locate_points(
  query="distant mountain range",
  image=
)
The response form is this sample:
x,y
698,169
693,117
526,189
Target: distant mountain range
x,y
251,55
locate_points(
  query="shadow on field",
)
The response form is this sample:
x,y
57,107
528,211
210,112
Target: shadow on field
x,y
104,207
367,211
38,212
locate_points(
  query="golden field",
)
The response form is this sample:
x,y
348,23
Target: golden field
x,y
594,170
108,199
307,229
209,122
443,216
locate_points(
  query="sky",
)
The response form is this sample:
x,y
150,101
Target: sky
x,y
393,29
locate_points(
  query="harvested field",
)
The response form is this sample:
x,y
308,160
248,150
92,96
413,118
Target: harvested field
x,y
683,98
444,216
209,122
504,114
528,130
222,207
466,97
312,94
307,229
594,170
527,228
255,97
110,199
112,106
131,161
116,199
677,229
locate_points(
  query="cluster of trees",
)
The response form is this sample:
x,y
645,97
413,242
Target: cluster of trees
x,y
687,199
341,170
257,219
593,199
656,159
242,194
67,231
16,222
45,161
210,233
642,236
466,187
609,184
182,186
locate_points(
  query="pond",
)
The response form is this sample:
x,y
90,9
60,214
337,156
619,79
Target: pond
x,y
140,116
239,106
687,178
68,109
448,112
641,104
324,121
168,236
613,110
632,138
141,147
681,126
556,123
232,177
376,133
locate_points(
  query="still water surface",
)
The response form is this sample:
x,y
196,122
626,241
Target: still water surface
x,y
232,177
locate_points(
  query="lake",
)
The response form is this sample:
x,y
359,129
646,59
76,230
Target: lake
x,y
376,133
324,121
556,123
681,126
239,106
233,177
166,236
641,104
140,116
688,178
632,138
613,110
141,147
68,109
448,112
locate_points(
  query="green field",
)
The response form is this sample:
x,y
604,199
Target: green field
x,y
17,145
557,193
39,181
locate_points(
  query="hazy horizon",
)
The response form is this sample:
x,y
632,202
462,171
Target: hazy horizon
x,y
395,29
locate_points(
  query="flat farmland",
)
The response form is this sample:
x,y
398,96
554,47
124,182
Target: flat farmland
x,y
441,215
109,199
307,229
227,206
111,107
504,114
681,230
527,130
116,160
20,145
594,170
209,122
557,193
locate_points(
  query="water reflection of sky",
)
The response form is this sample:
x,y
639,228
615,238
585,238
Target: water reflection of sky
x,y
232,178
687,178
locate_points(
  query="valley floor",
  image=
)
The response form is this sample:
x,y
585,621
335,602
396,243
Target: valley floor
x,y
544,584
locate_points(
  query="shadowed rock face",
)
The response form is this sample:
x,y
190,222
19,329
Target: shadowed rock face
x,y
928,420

* **EXERCISE INSTRUCTIONS**
Quote the material exactly, leaving nothing out.

* **OUTPUT OF THE EXERCISE**
locate_points(
  query="distant mountain range",
  image=
)
The response form is this sample:
x,y
698,169
693,117
526,189
Target: distant mountain range
x,y
251,55
locate_points(
  query="shadow on field",
)
The response form is this sample:
x,y
57,107
528,211
210,112
Target: shadow on field
x,y
104,207
367,211
38,212
locate_points(
  query="golden field",
)
The response form is this sample:
x,y
348,23
Target: golden field
x,y
594,170
108,199
307,229
209,122
443,216
locate_points(
  query="sky",
)
The response form is this sample:
x,y
150,101
Target: sky
x,y
393,29
locate_points(
  query="harvested field",
)
The response form is this sample:
x,y
308,160
248,150
92,96
413,118
Target: harvested field
x,y
683,98
444,216
209,122
504,114
528,130
222,207
466,97
312,94
307,229
594,170
527,228
255,97
110,199
112,106
131,161
116,199
677,229
locate_points(
  query="cluster of trees",
)
The response form is this sample:
x,y
645,97
413,242
Target: cluster of trees
x,y
687,199
341,170
257,219
593,199
656,159
242,194
67,231
16,222
45,161
210,233
642,236
466,187
609,184
182,186
locate_points(
  query="pond",
)
The response form is this sample:
x,y
90,9
60,214
337,156
619,79
Target: pond
x,y
140,116
239,106
687,178
68,109
448,112
641,104
324,121
168,236
613,110
632,138
141,147
681,126
556,123
232,177
376,133
locate_points(
  query="still water surface",
)
The response form is this sample:
x,y
196,122
626,241
Target: still water surface
x,y
232,177
locate_points(
  query="lake",
)
The response form is this sample:
x,y
359,129
646,59
76,230
Target: lake
x,y
376,133
324,121
556,123
681,126
239,106
233,177
166,236
641,104
140,116
688,178
632,138
613,110
141,147
68,109
448,112
locate_points(
  query="green field",
)
The response form is this sample:
x,y
604,199
Target: green field
x,y
17,145
557,193
39,181
locate_points(
  query="hazy horizon",
)
The response form is this sample:
x,y
632,202
462,171
Target: hazy horizon
x,y
395,29
locate_points(
  query="flat farmland",
)
The response form is this sample:
x,y
398,96
554,47
124,182
Target: flat farmland
x,y
441,215
109,199
307,229
227,206
111,107
504,114
681,230
527,130
116,160
20,145
594,170
209,122
557,193
locate_points(
  query="water reflection of sky",
)
The response form is this sample:
x,y
639,228
615,238
585,238
Target: water reflection of sky
x,y
232,178
687,178
locate_points(
  query="valley floor",
  image=
)
The response form is this sample:
x,y
585,621
335,602
396,243
Target: valley floor
x,y
544,584
locate_points(
  query="shadowed rock face",
)
The response form is this sample:
x,y
190,222
19,329
Target: shadowed rock face
x,y
928,420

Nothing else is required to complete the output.